* _Excerpt provided_
★ ★ ★ ★
PartialBlockIdentifier
When fetching data by BlockIdentifier, it may be possible to only specify the index or hash. If neither property is specified, it is assumed that the client is making a request at the current block.
Peer
A Peer is a representation of a node's peer.
RosettaError
Instead of utilizing HTTP status codes to describe node errors (which often do not have a good analog), rich errors are returned using this object. Both the code and message fields can be individually used to correctly identify an error. Implementations MUST use unique values for both fields.
SearchTransactionsRequest
SearchTransactionsRequest is used to search for transactions matching a set of provided conditions in canonical blocks.
SearchTransactionsResponse
SearchTransactionsResponse contains an ordered collection of BlockTransactions that match the query in SearchTransactionsRequest. These BlockTransactions are sorted from most recent block to oldest block.
SignablePayload
SigningPayload
SigningPayload is signed by the client with the keypair associated with an accountIdentifier using the specified signatureType. signatureType can be optionally populated if there is a restriction on the signature scheme that can be used to sign the payload.
SubAccountIdentifier
An account may have state specific to a contract address (ERC-20 token) and/or a stake (delegated balance). The SubAccountIdentifier should specify which state (if applicable) an account instantiation refers to.
SubNetworkIdentifier
In blockchains with sharded state, the SubNetworkIdentifier is required to query some object on a specific shard. This identifier is optional for all non-sharded blockchains.
SyncStatus
SyncStatus is used to provide additional context about an implementation's sync status. It is often used to indicate that an implementation is healthy when it cannot be queried until some sync phase occurs. If an implementation is immediately queryable, this model is often not populated.
Transaction
Transactions contain an array of Operations that are attributable to the same TransactionIdentifier.
TransactionIdentifier
The transaction_identifier uniquely identifies a transaction in a particular network and block or in the mem-pool.
TransactionIdentifierResponse
TransactionIdentifierResponse contains the transactionIdentifier of a transaction that was submitted to either /construction/hash or /construction/submit.
Version
The Version object is utilized to inform the client of the versions of different components of the Rosetta implementation.
WalletPublicKey
PublicKey contains a public key byte array for a particular CurveType encoded in hex. Note that there is no PrivateKey struct as this is NEVER the concern of an implementation.
WalletSignature
WalletSignature contains the payload that was signed, the public keys of the key-pairs used to produce the signature, the signature (encoded in hex), and the SignatureType. PublicKey is often times not known during construction of the signing payloads but may be needed to combine signatures properly.

Typedefs

Timestamp = int
The timestamp of the block in milliseconds since the Unix Epoch. The timestamp is stored in milliseconds because some blockchains produce blocks more often than once a second.
★ ★ ★ ★
* _Provided data_
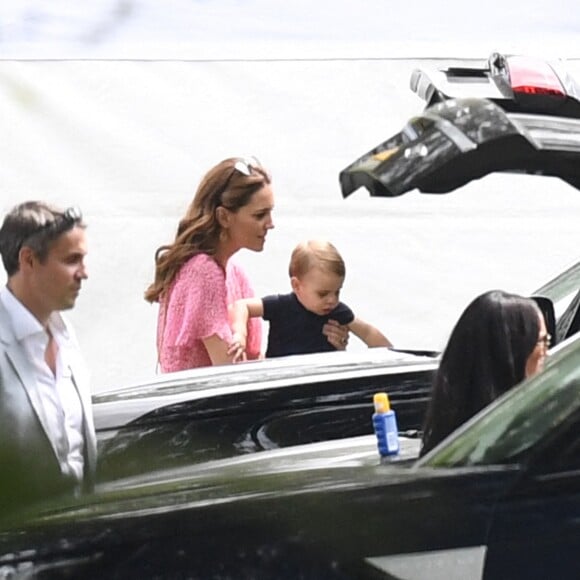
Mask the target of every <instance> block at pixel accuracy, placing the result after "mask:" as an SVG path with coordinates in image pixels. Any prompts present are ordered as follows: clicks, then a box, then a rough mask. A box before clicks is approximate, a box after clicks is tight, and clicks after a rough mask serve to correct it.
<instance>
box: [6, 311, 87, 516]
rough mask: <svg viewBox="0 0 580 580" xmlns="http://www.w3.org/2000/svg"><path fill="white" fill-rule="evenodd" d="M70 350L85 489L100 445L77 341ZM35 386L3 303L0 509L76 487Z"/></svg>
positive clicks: (60, 492) (28, 365)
★ ★ ★ ★
* _Complete the following_
a - For each statement, say whether it agrees with the Rosetta reference, answering yes or no and quoting the words from it that decide: (i) SearchTransactionsResponse lists BlockTransactions from the oldest block to the most recent block. (ii) The SubNetworkIdentifier is optional for all non-sharded blockchains. (iii) The block timestamp is stored in seconds since the Unix Epoch.
b - Repeat the stretch of the Rosetta reference from "Timestamp = int" through "once a second.", word for word.
The material comes from a different source than the Rosetta reference.

* _Answers for this exercise_
a -
(i) No: "These BlockTransactions are sorted from most recent block to oldest block."
(ii) Yes: "This identifier is optional for all non-sharded blockchains."
(iii) No: "The timestamp is stored in milliseconds because some blockchains produce blocks more often than once a second."

b -
Timestamp = int
The timestamp of the block in milliseconds since the Unix Epoch. The timestamp is stored in milliseconds because some blockchains produce blocks more often than once a second.